Given passage
Sanitation experts who gathered in the Korean capital for the assembly, that 
concluded on Sunday, called for a major paradigm shift and even a ‘back to 
nature’ approach to the disposal of human waste.

"We are on the wrong track," said Hubert J. Gijzen, a biotechnologist 
representing UNESCO’s Indonesian office.

Newer ways, all agreed, were needed to be developed to dispose human 
excreta. If flush toilets have to be used they must be redesigned to reduce 
water consumption, or else use recycled water.

‘’The current conventional sanitation systems will not be able to achieve 
the (United Nations’) Millennium Development Goal,’’ said lawmaker James D. 
Mamit from Malaysia, who is environment advisor to its state of Sarawak.

Ecologists are calling for a major sanitation reformation, along the concept 
of ‘EcoSan’ or ecological sanitation, that would contribute towards water 
conservation and mitigating surface and ground water pollution, thereby 
reducing the risk of water-borne diseases.

One of the technologies being widely advocated involves separation of 
faeces, urine and grey water, thereby minimising the volume of water needed 
to flush away excreta. Valuable nutrients are recovered, and the residual 
matter converted into biogas and used as fuel.

This rethinking would not only require innovation, research, training and 
awareness-raising but an abandonment of conventional water management while 
developing strategies that are effective, low-tech and low-cost as well.

Mamit suggests the inclusion of EcoSan concept at the policy level and 
suitable changes to existing legislations in many countries that favour 
conventional, centralised sanitary systems.

"It is understandable that these impacts were not foreseen at a time when 
the world population was only around one billion people, and global change 
pressures of today were not foreseen," said Gijzen. But with climate change, 
population explosion, major urbanisation, which has in turn led to informal 
settlements, the old method of removing human waste is not sustainable.

"No doubt water is life, but it is also a killer because we are 
contaminating our water," says Gijzen, adding that wastewater treatment was 
costly and still does not produce safe and pathogen-free effluents.

"In developing regions, effluents get dumped into water courses untreated 
due to the phenomenal costs of sewer collection systems and high rate of 
wastewater treatment technology. And with more than five billion people 
living near contaminated water we can never hope to get rid of water-borne 
epidemics or meet the Millennium Development Goals."

Task requirements
Pick up the passage on ecological sanitation where it stops and carry it forward. The records play no part in this work.

Extracted information
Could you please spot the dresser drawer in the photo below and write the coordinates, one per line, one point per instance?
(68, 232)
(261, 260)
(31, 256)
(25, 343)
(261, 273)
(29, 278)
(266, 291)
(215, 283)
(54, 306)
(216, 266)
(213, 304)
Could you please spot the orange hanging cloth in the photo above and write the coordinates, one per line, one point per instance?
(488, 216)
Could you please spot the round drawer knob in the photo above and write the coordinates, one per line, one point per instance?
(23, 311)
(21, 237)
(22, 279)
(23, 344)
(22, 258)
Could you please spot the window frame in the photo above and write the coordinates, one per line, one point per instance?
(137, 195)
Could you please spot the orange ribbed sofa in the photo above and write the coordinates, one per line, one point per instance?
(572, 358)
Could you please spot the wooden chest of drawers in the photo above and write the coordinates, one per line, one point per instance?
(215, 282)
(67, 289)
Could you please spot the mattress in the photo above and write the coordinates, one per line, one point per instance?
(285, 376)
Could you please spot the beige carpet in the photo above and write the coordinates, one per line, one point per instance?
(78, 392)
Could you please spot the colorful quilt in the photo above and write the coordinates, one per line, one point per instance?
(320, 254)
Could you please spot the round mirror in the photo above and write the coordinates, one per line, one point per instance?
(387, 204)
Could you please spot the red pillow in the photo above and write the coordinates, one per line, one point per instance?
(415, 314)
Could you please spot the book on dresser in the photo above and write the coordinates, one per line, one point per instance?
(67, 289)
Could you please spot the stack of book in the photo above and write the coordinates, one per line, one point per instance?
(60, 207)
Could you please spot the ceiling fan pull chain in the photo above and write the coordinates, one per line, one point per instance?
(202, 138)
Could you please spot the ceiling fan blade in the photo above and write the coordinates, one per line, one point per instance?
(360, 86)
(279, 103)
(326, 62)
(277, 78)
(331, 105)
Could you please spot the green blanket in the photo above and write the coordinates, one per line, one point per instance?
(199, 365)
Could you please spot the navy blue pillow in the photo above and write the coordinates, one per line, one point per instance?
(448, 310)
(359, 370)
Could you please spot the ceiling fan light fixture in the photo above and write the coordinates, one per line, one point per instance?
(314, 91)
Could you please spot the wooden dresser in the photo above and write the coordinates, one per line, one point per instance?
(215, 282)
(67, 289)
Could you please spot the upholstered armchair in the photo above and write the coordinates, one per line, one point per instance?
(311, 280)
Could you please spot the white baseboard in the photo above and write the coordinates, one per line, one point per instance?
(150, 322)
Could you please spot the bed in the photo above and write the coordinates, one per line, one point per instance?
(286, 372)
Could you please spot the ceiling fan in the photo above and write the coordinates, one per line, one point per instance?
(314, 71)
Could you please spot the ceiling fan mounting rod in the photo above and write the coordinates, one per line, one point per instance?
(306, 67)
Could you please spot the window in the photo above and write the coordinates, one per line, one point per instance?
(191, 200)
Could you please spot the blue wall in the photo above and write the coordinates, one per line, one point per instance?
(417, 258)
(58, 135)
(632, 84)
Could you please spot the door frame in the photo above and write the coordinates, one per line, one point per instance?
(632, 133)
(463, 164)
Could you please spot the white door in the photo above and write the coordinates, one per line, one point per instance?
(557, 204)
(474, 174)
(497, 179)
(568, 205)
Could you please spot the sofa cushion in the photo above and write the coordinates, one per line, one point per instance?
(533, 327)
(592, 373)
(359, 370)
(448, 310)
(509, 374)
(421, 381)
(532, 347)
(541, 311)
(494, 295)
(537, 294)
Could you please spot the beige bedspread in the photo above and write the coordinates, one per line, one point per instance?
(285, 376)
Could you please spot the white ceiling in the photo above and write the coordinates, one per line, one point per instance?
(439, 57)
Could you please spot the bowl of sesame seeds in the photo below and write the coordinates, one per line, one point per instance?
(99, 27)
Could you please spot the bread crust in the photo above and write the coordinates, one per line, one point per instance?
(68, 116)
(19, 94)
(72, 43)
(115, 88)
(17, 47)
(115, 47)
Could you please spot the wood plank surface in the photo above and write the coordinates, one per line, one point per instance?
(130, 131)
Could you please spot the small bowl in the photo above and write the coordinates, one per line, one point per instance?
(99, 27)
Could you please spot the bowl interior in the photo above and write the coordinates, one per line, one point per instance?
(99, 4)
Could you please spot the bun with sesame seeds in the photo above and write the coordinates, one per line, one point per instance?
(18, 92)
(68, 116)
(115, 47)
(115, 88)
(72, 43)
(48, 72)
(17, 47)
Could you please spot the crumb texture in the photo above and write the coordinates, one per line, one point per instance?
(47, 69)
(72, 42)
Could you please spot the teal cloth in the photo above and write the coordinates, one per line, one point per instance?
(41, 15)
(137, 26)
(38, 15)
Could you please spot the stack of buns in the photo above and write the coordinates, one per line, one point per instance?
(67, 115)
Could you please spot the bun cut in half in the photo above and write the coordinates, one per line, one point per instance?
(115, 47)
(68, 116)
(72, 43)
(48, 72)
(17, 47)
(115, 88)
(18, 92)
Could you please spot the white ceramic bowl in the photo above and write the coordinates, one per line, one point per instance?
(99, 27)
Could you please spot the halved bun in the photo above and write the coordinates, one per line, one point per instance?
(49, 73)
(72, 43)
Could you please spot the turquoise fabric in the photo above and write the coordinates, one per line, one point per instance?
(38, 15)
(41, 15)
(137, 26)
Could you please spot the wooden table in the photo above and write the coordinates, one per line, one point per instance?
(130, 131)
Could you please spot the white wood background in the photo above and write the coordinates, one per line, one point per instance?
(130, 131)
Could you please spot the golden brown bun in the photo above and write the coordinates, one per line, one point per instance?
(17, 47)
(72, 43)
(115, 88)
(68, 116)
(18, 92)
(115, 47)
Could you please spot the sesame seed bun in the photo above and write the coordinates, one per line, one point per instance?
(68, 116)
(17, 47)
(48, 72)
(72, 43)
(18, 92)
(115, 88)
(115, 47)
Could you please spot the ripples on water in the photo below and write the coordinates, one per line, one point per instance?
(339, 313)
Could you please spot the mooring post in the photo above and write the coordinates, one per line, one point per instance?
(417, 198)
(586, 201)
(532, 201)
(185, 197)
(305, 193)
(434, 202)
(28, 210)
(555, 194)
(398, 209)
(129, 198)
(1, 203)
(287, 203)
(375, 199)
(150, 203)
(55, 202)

Exercise answer
If taking the "toilet out of the water cycle" suggestion is taken seriously 
it is possible, Gijzen says, to have greener, eco-friendly cities 50 years 
from now while providing a toilet which everyone on the globe can afford. 
‘’Living in a home next to a water course, which not only has crystal clear 
water, but which you can you can actually drink from, can be a reality,’’ 
says Gijzen.

One promising design for a toilet, that attracted attention at the Seoul 
meet, actually recycles water using a biological and physical process and 
sends it back into the toilet bowl. Keon Ki- Lee, a Korean engineer who 
designed the system, says the toilet can be set up with or without a 
waterline or a drainage system and is environment friendly because the 
system does not produce a water discharge. "It has been received favourably 
by our local government," explained Lee

A new UNESCO project Sustainable Urban Water Management Improves Tomorrow’s 
City’s Health, or SWITCH for short, already implemented with a hefty budget 
of 32 million US dollars for a period of five years, is already being 
implemented.

A whole range of eco-friendly models are being tried and tested in nine demo 
cities which include Bogota, Beijing, Ghana, Lima, Colombia and Alexandria. 
Schemes include those for the rational use of water, effluent reuse, dry 
sanitation, urine separation and nutrient recovery.

Mamit shared the experience of an EcoSan model established in two 
residential rural schools in Sarawak where toilets were modified to 
accommodate one flushing in a day using up to two litres of water. The 
biogas produced has helped save over 500 dollars per month that was spent on 
buying cooking gas for the school kitchen.